EXERCISE DESCRIPTION:
Retype all of the data exactly as given.
++++ DATA ENTRIES
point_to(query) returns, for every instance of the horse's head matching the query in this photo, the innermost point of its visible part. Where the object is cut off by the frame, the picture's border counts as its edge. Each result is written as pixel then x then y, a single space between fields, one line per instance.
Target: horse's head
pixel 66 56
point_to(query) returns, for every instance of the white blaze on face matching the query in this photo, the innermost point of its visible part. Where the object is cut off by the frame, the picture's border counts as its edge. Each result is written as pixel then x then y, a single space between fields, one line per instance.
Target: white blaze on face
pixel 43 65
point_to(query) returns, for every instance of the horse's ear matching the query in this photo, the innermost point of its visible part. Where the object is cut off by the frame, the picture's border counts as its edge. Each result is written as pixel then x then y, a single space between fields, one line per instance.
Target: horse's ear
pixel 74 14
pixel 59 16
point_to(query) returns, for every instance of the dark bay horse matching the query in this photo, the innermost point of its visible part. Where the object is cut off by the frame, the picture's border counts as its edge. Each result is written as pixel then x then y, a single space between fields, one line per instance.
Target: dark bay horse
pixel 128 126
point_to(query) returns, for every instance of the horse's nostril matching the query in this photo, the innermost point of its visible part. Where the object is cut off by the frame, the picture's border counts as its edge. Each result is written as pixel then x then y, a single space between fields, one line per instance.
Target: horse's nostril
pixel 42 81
++++++++
TASK ANSWER:
point_to(query) returns, for every instance of the horse's head matching the query in this photo, the innermost point of its visible part. Where the object is cut off by the frame, the picture's border counts as its edge. Each result is written as pixel then x then y, a single space between fields, one line per instance.
Target: horse's head
pixel 66 56
point_to(query) returns, for every instance of the white blaze on face matching the query in this photo, the innermost point of its visible part. Where the object is cut off by the frame, the picture's border counts as its edge. Each result is written as pixel then x then y, a single space between fields, one line per instance.
Target: white blaze on face
pixel 43 65
point_to(query) returns, for every instance of the horse's ear matching the query in this photo, the innermost point of its visible part. Where the object is cut off by the frame, the picture's border counts as its edge. Each result is written as pixel then x then y, a single space between fields, one line per instance.
Target: horse's ear
pixel 74 14
pixel 59 16
point_to(query) returns, for every instance of the dark bay horse matching the query in this photo, the innermost point of its visible part. Where the object is cut off by the frame, the picture's border counts as its edge. Each result is written as pixel then x then y, a single space between fields, one line per instance.
Target: dark bay horse
pixel 128 126
point_to(query) returns, for every instance of the horse's nostril matching the query in this photo, the innermost point of its visible part. Where the object is cut off by the frame, the picture's border counts as its edge. Each result is written as pixel then x then y, a single space between fields, one line per instance.
Target: horse's nostril
pixel 42 81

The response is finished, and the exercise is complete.